_Your goal:_
Rewrite the data below with "object category" switched to "target label" throughout and everything else unchanged. Leave the pictures out.

_Data for this task:_
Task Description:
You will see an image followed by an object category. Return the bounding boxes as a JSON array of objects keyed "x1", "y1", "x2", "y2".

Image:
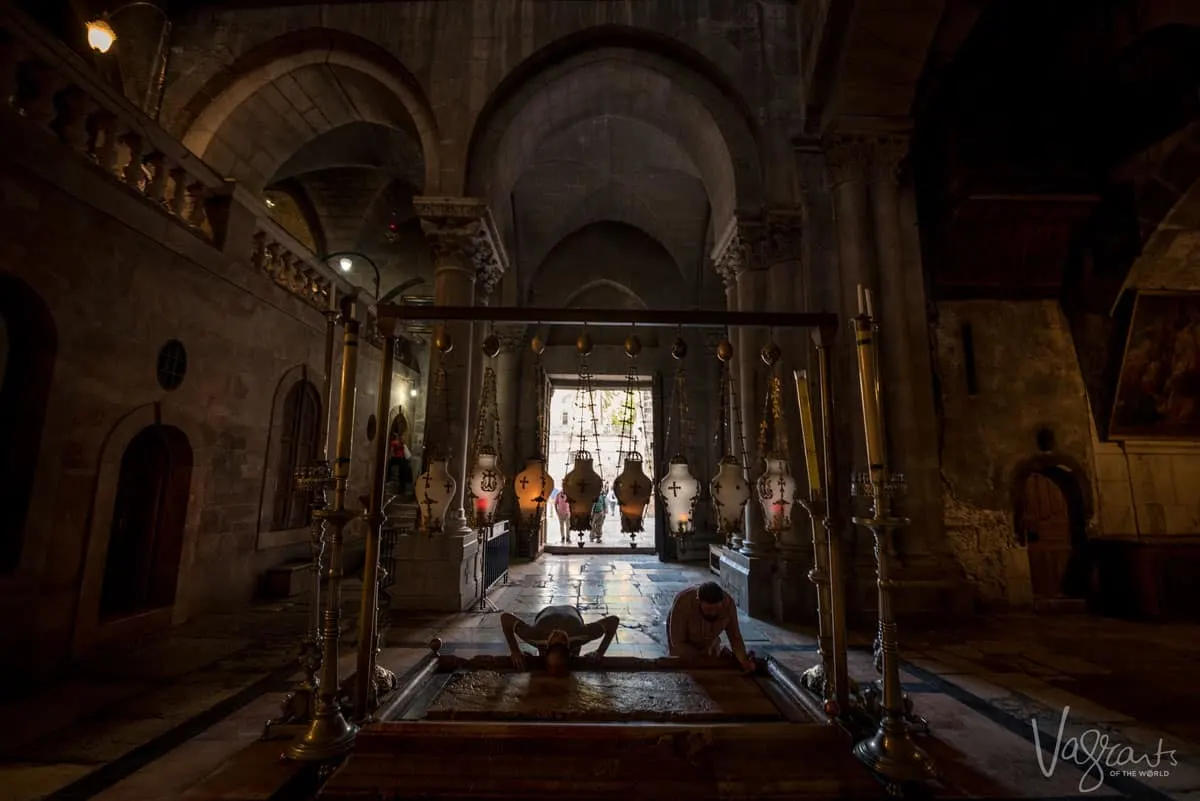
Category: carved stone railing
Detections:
[
  {"x1": 0, "y1": 2, "x2": 349, "y2": 309},
  {"x1": 250, "y1": 217, "x2": 337, "y2": 311},
  {"x1": 0, "y1": 4, "x2": 230, "y2": 243}
]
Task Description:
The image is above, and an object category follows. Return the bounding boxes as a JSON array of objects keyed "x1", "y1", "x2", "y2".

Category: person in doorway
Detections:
[
  {"x1": 554, "y1": 489, "x2": 571, "y2": 546},
  {"x1": 667, "y1": 582, "x2": 755, "y2": 673},
  {"x1": 589, "y1": 493, "x2": 608, "y2": 543},
  {"x1": 500, "y1": 607, "x2": 620, "y2": 676}
]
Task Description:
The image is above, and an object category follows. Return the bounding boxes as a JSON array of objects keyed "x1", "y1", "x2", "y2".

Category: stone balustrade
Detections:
[
  {"x1": 0, "y1": 4, "x2": 349, "y2": 311},
  {"x1": 0, "y1": 5, "x2": 229, "y2": 242}
]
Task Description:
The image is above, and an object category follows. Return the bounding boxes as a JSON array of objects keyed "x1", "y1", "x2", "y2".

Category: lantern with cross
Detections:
[
  {"x1": 612, "y1": 333, "x2": 654, "y2": 548},
  {"x1": 415, "y1": 331, "x2": 458, "y2": 534},
  {"x1": 512, "y1": 336, "x2": 554, "y2": 535},
  {"x1": 659, "y1": 337, "x2": 700, "y2": 537},
  {"x1": 563, "y1": 331, "x2": 604, "y2": 534}
]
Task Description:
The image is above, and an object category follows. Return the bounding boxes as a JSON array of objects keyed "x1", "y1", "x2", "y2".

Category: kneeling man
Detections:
[
  {"x1": 667, "y1": 582, "x2": 755, "y2": 671},
  {"x1": 500, "y1": 607, "x2": 620, "y2": 676}
]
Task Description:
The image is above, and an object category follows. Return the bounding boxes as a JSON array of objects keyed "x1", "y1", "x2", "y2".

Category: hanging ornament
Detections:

_Reply:_
Task Description:
You will see an image followed by an target label. Return the bounding boxes as a JSON array of objects keyed "x1", "y1", "x2", "y2".

Image:
Category: carved stone railing
Detections:
[
  {"x1": 0, "y1": 2, "x2": 349, "y2": 309},
  {"x1": 250, "y1": 217, "x2": 337, "y2": 311},
  {"x1": 0, "y1": 4, "x2": 230, "y2": 243}
]
Task Description:
The image is above, and an target label follows. Return the bounding boxes as a JSON array of objects keyed "x1", "y1", "x2", "y2".

Category: person in doorway
Detections:
[
  {"x1": 554, "y1": 489, "x2": 571, "y2": 546},
  {"x1": 667, "y1": 582, "x2": 755, "y2": 673},
  {"x1": 589, "y1": 493, "x2": 608, "y2": 543},
  {"x1": 500, "y1": 607, "x2": 620, "y2": 676}
]
Task Description:
The image is above, and an target label follows. Return the bounding boxes as a JSON array of objects keyed "x1", "y1", "x2", "y2".

Category: stone balustrade
Detections:
[
  {"x1": 0, "y1": 4, "x2": 349, "y2": 311},
  {"x1": 0, "y1": 5, "x2": 229, "y2": 242}
]
Task Description:
The image is above, and an target label follows. Return the bounding boxes as a JSON array of objects keyed "x1", "y1", "x2", "y2".

Category: lantern with cross
Detections:
[
  {"x1": 612, "y1": 333, "x2": 654, "y2": 548},
  {"x1": 415, "y1": 331, "x2": 458, "y2": 534},
  {"x1": 512, "y1": 336, "x2": 554, "y2": 535},
  {"x1": 659, "y1": 337, "x2": 700, "y2": 537},
  {"x1": 563, "y1": 331, "x2": 604, "y2": 534}
]
Task Description:
The image is above, and an target label follows. Return the bounding boxes as a JSON array of objects keyed "x1", "y1", "x2", "y2".

Category: kneeling man
Detections:
[
  {"x1": 667, "y1": 582, "x2": 755, "y2": 671},
  {"x1": 500, "y1": 607, "x2": 620, "y2": 676}
]
Task Description:
The image is above, and an target label follows. Return the bounding boxes as a JSON array of objects keyed "x1", "y1", "x2", "y2".

Category: hanging ornament
Detections:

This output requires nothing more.